(SHORT PROBLEM): Swap every "marker" in the lines below for "pin", keeping all else the same, and give the lines back without the pictures.

(EXTRACTED RECORDS):
++++++++++++++++++++
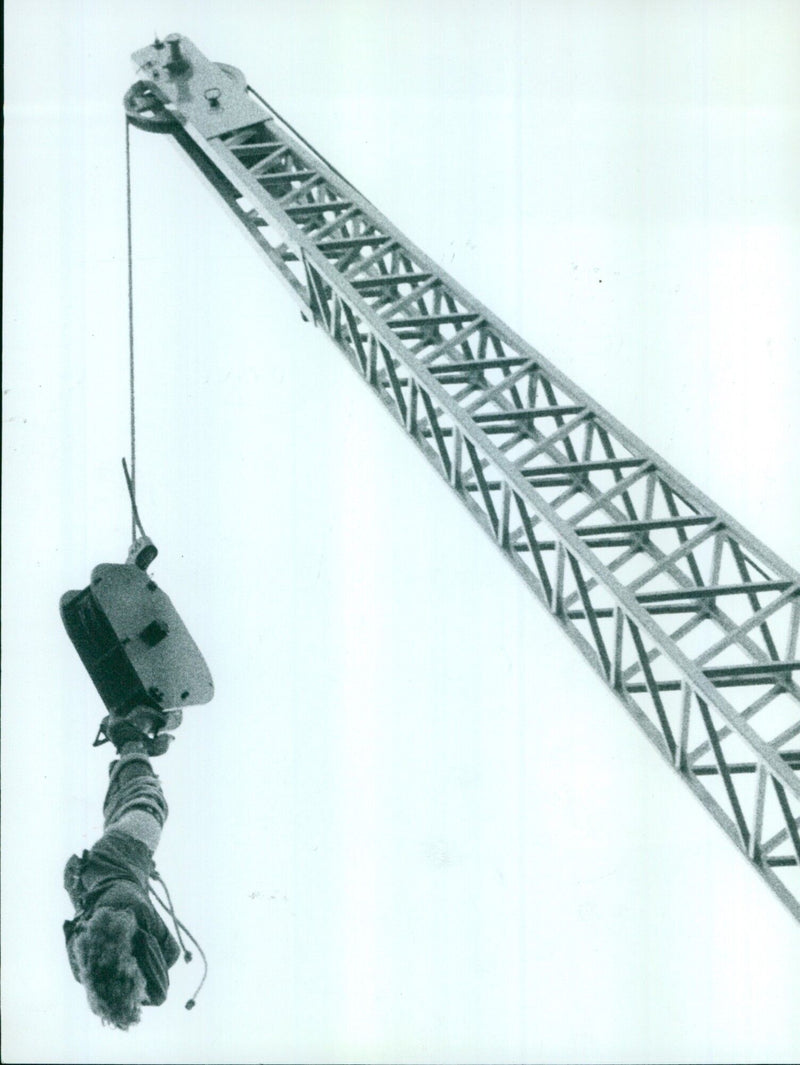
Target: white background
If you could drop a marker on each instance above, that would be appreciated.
(412, 825)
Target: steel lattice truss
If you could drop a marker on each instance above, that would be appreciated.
(690, 621)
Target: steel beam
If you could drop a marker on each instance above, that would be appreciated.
(601, 527)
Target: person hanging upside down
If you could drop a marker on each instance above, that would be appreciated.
(118, 946)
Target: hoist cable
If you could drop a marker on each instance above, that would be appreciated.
(131, 478)
(135, 520)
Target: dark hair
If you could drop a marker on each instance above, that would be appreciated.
(103, 951)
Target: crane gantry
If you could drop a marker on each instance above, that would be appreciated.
(686, 617)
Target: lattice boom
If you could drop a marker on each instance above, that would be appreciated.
(686, 617)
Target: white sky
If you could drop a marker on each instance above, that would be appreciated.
(412, 825)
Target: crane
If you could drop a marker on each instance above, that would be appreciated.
(690, 621)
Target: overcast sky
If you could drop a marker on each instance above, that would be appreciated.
(412, 825)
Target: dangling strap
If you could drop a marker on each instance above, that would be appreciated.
(179, 926)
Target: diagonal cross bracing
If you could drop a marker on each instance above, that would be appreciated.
(610, 538)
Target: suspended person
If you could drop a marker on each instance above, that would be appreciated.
(118, 946)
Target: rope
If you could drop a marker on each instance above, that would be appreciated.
(168, 908)
(131, 479)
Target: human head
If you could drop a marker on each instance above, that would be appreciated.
(103, 954)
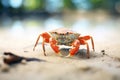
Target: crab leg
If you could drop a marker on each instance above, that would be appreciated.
(74, 49)
(87, 38)
(53, 44)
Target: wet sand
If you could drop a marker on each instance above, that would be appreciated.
(100, 66)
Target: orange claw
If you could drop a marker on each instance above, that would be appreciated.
(75, 48)
(83, 42)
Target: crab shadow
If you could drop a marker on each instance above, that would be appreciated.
(82, 53)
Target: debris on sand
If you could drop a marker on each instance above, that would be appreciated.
(11, 58)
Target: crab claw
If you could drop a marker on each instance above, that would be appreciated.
(68, 56)
(60, 54)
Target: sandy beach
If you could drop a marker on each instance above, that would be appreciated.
(54, 67)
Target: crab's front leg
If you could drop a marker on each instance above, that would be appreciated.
(74, 49)
(54, 46)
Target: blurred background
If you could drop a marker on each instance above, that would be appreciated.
(84, 16)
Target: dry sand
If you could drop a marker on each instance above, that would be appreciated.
(54, 67)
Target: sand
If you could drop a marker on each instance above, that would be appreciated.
(54, 67)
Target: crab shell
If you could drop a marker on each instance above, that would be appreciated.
(64, 36)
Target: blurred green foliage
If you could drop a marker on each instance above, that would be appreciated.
(111, 6)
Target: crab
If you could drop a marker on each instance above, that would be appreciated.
(67, 37)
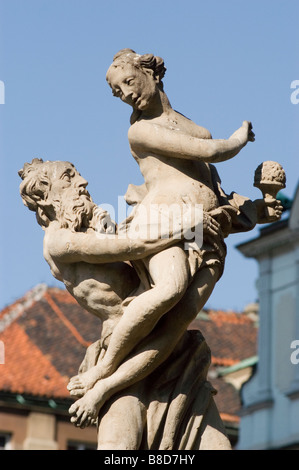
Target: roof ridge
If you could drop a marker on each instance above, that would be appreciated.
(47, 296)
(32, 296)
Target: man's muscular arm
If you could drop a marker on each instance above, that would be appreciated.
(72, 247)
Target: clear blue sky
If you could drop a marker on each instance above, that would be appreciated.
(226, 61)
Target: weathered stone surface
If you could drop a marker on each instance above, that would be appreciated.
(144, 382)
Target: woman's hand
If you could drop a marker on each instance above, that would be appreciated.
(244, 134)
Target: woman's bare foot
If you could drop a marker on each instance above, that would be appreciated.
(81, 383)
(85, 410)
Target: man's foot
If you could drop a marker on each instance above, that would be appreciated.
(81, 383)
(85, 410)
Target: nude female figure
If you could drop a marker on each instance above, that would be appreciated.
(174, 157)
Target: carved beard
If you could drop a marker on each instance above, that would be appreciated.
(75, 210)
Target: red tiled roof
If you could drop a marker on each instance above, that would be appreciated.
(46, 333)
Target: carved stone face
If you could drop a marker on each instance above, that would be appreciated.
(132, 85)
(68, 195)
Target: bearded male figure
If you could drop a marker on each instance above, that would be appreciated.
(157, 395)
(93, 271)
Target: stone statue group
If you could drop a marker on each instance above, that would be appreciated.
(144, 382)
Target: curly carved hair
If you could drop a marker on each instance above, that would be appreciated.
(143, 62)
(35, 188)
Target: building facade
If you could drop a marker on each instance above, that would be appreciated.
(270, 411)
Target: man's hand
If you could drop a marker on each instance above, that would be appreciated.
(269, 211)
(244, 134)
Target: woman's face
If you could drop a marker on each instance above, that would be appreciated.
(132, 85)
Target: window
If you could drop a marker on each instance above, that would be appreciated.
(81, 446)
(5, 440)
++++++++++++++++++++
(WRITTEN SOLUTION):
Target: white background
If you could drop a pin on each instance above, that would be appreciated.
(412, 825)
Target: steel lattice truss
If you could drop a pin on each instance above, that would be appreciated.
(690, 621)
Target: steel beam
If you could drop a pin on each instance above, that would be appreciated.
(601, 527)
Target: person hanging upside down
If you could drop a pin on each instance above, that would be appreciated.
(118, 946)
Target: hoist cable
If you could drop a pin on each instance above, that would be appreciated.
(131, 478)
(135, 520)
Target: dark hair
If you could drop a pin on each instance above, that would be appreciated.
(103, 951)
Target: crane gantry
If you could drop a pin on each instance above, that would be appreciated.
(686, 617)
Target: lattice boom
If you could drop a pin on each instance above, that would be appreciated.
(686, 617)
Target: white sky
If you could drop a pin on each instance above, that would be appreciated.
(412, 825)
Target: crane
If you could drop a pin on each instance above, that would be appreciated.
(690, 621)
Target: overcast sky
If you could drop a pin on each instance above, that would be appreciated.
(412, 825)
Target: dangling strap
If you could drop a pin on each instance above, that would be appreciated.
(179, 926)
Target: diagonal cross bracing
If you could drop a pin on each instance above, that would be appreciated.
(610, 538)
Target: suspended person
If you could drop a pin on each instance above, that would be appreciated.
(118, 946)
Target: rope
If you could drop a pin on each instance above, that would be appreciated.
(168, 908)
(131, 479)
Target: human head
If you could drop a pin on each instance above, that would be appreciated.
(103, 954)
Target: crab leg
If you could drop a pin on each instance above, that would be appreciated.
(74, 49)
(87, 38)
(53, 44)
Target: wet sand
If you could drop a pin on each instance above, that would be appreciated.
(100, 66)
Target: orange claw
If you could drop a pin on each instance above, that would be appreciated.
(75, 48)
(83, 42)
Target: crab shadow
If you could drop a pin on each instance above, that would be appreciated.
(82, 53)
Target: debris on sand
If you could drop a pin on each instance above, that would be appreciated.
(11, 58)
Target: crab claw
If you could drop a pin on each instance above, that would be appreciated.
(68, 56)
(60, 54)
Target: sandy beach
If you could drop a pin on each instance above, that would be appreciated.
(54, 67)
Target: crab's front leg
If you could drop a pin on each instance above, that would be appreciated.
(74, 49)
(54, 46)
Target: blurred background
If you could drop a pin on each instance above, that would be appreciated.
(84, 16)
Target: dry sand
If you could drop a pin on each instance above, that would be appreciated.
(54, 67)
Target: sand
If you could drop a pin on each instance above, that would be appreciated.
(54, 67)
Target: crab shell
If you could drop a pin on each instance above, that would be appreciated.
(64, 36)
Target: blurred green foliage
If you could drop a pin on each instance above, that would be appreciated.
(111, 6)
Target: crab
If you could drop a pin on each instance above, that would be appreciated.
(67, 37)
Target: roof ridge
If you could drop a pin on each instance above, that would be appreciated.
(47, 296)
(32, 296)
Target: man's muscular arm
If you could drop a pin on each instance above, that would be appreciated.
(72, 247)
Target: clear blue sky
If you could drop a pin on each instance above, that would be appreciated.
(226, 61)
Target: weathered stone surface
If you could drop a pin on each instance above, that would be appreciated.
(144, 382)
Target: woman's hand
If you could drop a pin on each instance above, that would be appreciated.
(244, 134)
Target: woman's bare foot
If you could drop a pin on each instance above, that would be appreciated.
(81, 383)
(85, 410)
Target: man's foot
If you could drop a pin on each instance above, that would be appreciated.
(81, 383)
(85, 410)
Target: nude female figure
If you could drop a pin on each instance above, that would be appreciated.
(174, 157)
Target: carved beard
If you could drop a pin on each instance above, that would be appreciated.
(75, 210)
Target: red tiled roof
If you could drop a pin on each instance above, that would be appreciated.
(46, 333)
Target: carved stone face
If you could drop a pin on each instance above, that would be appreciated.
(132, 85)
(68, 195)
Target: bearded male figure
If you could drop a pin on each instance above, that would be appreciated.
(157, 395)
(93, 271)
Target: stone statue group
If you could drop a pin on each instance above, that would be appreciated.
(144, 382)
Target: curly carved hair
If you could drop a pin on each instance above, that would be appreciated.
(143, 62)
(35, 188)
Target: building facade
If you could drop a pin on each instance above, that would be appreciated.
(270, 411)
Target: man's hand
If you could drop a pin on each instance above, that would be appreciated.
(269, 211)
(244, 134)
Target: woman's face
If you could drop a pin on each instance above, that would be appreciated.
(132, 85)
Target: window
If you could drop a pin on each instance above, that would be appreciated.
(81, 446)
(5, 440)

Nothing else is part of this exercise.